* **Directions**
(1) List every full calendar date (day, month and year) that appears in the biography of Diana Croce.
(2) Carry on the biography of Diana Croce from its last sentence.

* **Passage provided**
»»

Diana Macarena Croce García (born April 17, 1997) is a Venezuelan model and beauty pageant titleholder who was 1st Runner-Up at Miss Venezuela 2016 and represented Venezuela at Miss World 2016. She represented Venezuela at the Miss International 2017 pageant and finished as 2nd Runner-up.

Pageantry

Miss Venezuela 2016
Croce competed as Miss Nueva Esparta 2016, one of 24 finalists in her country's national beauty pageant, where she obtained the Miss Glamour award at the Interactive Beauty Gala, the preliminary of Miss Venezuela 2016. The final night of the contest was on October 6, 2016, in Caracas, where she placed 1st Runner-Up.

Miss World 2016
Croce was appointed by Osmel Sousa, the national director of the Miss Venezuela pageant, to represent Venezuela at the Miss World 2016 pageant in National Harbor in Washington, D.C., United States on December 18, 2016, where she unplaced.

««

(Rows from a data source)

»»

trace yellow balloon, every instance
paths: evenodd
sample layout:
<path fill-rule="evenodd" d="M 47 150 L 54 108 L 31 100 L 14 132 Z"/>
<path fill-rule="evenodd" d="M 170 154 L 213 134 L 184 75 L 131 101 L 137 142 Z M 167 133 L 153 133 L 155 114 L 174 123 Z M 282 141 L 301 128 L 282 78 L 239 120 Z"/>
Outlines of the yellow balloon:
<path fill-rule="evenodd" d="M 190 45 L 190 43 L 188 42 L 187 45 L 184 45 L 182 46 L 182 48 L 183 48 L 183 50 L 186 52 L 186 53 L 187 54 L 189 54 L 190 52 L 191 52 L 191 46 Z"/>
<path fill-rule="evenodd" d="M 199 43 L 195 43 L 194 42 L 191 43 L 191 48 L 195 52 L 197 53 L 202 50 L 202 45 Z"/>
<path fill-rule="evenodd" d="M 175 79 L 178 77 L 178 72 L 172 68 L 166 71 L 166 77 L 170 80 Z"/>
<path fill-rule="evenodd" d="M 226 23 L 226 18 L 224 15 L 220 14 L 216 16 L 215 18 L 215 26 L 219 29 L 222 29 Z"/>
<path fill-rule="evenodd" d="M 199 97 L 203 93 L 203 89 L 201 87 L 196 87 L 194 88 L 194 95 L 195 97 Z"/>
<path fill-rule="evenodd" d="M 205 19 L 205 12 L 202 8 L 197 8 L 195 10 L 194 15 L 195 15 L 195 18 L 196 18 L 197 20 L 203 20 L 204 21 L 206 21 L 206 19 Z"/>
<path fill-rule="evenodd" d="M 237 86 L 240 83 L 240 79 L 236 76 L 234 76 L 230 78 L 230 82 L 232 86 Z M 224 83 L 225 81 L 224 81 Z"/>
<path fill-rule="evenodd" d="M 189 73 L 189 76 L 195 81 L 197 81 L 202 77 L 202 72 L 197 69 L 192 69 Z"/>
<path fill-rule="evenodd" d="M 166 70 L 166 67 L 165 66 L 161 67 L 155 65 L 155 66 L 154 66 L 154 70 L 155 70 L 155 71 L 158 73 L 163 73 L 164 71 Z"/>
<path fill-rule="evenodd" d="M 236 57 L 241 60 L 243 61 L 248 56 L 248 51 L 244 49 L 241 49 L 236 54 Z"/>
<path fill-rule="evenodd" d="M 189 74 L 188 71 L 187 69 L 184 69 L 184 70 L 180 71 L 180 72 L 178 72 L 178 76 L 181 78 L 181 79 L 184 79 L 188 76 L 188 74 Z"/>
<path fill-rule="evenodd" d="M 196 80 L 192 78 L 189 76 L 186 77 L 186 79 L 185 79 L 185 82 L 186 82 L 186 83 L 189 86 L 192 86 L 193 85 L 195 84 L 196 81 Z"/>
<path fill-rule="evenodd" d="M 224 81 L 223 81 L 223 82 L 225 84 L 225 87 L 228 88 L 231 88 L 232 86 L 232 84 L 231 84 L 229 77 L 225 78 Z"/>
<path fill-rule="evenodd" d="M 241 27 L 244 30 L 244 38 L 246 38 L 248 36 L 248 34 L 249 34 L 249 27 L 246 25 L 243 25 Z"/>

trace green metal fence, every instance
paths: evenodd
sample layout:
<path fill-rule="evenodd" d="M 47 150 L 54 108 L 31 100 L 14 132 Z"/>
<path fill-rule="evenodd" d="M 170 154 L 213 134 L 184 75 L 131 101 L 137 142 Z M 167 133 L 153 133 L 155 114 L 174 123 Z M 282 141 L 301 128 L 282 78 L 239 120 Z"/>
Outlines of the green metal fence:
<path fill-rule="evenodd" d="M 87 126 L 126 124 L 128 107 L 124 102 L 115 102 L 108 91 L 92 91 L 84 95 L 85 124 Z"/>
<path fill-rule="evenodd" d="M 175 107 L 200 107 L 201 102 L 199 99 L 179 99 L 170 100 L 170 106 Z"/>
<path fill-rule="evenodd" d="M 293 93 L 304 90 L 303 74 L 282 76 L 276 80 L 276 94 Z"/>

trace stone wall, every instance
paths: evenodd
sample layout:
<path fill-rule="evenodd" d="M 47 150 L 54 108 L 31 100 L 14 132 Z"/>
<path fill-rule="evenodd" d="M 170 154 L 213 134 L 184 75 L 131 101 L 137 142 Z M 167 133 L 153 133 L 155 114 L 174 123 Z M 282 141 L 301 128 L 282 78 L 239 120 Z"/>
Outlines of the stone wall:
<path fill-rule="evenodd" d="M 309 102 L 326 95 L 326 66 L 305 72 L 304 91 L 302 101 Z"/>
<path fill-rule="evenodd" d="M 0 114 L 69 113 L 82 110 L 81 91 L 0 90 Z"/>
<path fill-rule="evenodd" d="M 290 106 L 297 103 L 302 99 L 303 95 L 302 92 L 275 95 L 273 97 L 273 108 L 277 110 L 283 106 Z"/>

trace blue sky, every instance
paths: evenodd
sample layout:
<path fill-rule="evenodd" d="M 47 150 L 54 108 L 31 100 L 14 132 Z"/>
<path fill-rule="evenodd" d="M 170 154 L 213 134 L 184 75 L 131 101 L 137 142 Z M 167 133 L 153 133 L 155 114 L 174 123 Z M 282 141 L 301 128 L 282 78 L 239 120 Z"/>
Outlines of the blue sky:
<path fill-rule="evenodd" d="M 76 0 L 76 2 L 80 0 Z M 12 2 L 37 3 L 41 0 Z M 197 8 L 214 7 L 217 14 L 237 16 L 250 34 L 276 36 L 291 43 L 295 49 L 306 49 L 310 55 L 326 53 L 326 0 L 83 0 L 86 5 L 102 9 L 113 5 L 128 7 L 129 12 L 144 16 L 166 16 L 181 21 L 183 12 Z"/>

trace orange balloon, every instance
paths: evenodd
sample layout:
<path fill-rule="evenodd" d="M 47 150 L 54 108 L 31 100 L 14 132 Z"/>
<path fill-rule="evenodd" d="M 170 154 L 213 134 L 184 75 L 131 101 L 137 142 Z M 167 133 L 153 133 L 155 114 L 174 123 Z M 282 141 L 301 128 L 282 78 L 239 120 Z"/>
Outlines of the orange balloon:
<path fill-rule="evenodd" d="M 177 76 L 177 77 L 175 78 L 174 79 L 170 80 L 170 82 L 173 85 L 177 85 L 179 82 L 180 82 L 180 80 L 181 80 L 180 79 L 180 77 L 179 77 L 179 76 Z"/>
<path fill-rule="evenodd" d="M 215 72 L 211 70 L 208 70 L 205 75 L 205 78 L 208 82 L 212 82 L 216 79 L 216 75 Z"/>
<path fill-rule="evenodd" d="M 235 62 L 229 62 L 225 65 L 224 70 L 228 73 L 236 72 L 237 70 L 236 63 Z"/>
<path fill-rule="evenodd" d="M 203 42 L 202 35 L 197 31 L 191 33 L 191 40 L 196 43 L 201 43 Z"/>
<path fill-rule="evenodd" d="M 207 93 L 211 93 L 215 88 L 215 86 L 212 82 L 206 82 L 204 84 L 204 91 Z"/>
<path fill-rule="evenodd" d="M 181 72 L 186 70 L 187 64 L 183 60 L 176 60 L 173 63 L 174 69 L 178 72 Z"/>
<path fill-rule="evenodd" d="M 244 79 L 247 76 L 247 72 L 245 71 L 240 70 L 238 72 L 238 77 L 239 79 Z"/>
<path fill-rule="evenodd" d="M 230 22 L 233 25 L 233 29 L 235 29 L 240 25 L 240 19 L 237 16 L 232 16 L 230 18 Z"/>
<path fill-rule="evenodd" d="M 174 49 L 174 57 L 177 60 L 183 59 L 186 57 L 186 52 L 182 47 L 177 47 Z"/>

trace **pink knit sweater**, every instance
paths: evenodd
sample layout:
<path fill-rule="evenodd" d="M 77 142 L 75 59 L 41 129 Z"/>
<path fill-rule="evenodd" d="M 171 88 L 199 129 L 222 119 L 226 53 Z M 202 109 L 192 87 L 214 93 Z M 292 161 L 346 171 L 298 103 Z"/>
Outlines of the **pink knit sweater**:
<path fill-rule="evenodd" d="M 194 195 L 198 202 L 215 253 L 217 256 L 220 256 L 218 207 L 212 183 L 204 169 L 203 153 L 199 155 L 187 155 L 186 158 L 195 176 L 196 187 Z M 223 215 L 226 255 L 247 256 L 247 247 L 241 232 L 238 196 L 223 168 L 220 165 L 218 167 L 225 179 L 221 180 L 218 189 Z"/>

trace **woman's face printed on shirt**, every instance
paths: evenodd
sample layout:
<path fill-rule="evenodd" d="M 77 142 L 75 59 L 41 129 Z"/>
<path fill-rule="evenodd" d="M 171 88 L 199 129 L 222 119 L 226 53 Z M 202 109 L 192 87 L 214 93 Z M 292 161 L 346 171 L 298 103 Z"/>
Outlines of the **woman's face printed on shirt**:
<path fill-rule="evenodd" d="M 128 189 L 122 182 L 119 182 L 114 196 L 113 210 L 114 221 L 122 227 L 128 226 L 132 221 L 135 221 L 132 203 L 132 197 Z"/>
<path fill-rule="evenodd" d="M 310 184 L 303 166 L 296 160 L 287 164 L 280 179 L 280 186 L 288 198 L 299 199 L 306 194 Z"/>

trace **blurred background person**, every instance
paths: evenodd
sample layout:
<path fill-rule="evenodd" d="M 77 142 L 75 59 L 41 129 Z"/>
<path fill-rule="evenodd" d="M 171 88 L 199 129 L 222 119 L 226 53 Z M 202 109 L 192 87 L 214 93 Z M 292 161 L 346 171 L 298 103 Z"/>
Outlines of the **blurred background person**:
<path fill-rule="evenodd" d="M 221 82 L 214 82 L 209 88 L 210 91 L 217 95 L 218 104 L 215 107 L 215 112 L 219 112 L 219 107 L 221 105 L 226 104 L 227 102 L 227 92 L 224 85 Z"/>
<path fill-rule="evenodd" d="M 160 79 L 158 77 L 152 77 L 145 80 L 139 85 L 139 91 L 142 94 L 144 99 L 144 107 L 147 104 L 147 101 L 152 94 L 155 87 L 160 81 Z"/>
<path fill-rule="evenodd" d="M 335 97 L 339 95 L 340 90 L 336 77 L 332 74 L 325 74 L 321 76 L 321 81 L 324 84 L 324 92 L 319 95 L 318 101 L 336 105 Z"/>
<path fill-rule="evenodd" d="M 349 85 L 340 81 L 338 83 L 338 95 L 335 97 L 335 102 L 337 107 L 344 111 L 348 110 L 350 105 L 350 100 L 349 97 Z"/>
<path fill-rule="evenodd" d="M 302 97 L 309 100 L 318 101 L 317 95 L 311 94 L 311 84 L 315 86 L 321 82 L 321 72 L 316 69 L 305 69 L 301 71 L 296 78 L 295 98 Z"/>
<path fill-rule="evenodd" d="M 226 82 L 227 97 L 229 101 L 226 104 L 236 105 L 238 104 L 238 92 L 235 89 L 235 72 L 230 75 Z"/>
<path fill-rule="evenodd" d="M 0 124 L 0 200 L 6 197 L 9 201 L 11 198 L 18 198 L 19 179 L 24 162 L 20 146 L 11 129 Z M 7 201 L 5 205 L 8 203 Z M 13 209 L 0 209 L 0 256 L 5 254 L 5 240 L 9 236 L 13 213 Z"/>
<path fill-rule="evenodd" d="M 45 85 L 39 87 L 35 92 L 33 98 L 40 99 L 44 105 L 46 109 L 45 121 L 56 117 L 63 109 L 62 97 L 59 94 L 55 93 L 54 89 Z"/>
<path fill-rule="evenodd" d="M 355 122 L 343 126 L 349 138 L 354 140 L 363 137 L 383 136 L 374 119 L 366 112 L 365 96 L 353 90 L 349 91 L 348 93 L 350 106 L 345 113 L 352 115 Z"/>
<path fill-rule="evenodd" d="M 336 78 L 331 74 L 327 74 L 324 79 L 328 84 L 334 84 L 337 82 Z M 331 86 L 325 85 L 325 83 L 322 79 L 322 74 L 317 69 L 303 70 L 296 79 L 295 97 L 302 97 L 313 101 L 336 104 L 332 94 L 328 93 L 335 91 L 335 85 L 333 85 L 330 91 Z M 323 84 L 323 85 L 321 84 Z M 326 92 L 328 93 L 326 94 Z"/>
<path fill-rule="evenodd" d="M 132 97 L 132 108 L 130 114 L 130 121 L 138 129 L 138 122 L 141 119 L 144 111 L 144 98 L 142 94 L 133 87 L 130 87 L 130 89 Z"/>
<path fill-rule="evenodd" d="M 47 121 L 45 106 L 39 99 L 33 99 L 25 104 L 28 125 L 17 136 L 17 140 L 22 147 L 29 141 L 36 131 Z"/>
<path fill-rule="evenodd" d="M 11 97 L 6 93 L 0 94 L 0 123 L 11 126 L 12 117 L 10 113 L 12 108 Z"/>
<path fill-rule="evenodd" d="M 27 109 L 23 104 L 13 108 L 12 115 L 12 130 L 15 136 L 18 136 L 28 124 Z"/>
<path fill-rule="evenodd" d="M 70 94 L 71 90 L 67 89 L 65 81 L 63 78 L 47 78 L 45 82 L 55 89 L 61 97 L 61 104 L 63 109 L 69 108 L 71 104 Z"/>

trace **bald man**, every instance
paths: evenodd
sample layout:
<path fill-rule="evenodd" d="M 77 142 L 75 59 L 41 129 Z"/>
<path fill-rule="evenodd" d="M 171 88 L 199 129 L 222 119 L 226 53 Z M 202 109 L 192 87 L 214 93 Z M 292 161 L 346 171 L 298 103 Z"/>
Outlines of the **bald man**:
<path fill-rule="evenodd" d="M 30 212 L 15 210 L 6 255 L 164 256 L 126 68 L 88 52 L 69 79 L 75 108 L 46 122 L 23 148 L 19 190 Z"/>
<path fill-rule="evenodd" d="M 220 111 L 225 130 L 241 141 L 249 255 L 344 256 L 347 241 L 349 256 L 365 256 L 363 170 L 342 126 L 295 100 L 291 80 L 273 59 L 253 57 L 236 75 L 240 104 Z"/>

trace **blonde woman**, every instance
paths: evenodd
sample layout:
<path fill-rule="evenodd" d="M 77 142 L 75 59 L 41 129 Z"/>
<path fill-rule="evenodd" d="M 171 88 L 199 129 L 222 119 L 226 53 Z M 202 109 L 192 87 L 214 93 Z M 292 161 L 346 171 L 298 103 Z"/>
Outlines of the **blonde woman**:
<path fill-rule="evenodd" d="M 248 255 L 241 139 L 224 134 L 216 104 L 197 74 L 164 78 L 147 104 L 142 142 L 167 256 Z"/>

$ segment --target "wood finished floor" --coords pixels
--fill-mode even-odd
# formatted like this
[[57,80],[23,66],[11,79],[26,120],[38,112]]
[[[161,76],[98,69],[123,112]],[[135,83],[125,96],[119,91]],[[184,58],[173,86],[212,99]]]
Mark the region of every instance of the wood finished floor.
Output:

««

* **Written responses**
(1)
April 17, 1997
October 6, 2016
December 18, 2016

(2)
Croce was officially crowned Miss World Venezuela 2016 by the outgoing titleholder Anyela Galante, Miss World Venezuela 2015, on November 5, 2016, in Estudio 1 of Venevision.

Miss International 2017
Croce was appointed by Osmel Sousa, the national director of the Miss Venezuela pageant, to represent Venezuela at the Miss International 2017 pageant which was held in the Tokyo Dome City Hall in Tokyo, Japan on November 14, 2017. She placed third, earning the 2nd Runner-Up title.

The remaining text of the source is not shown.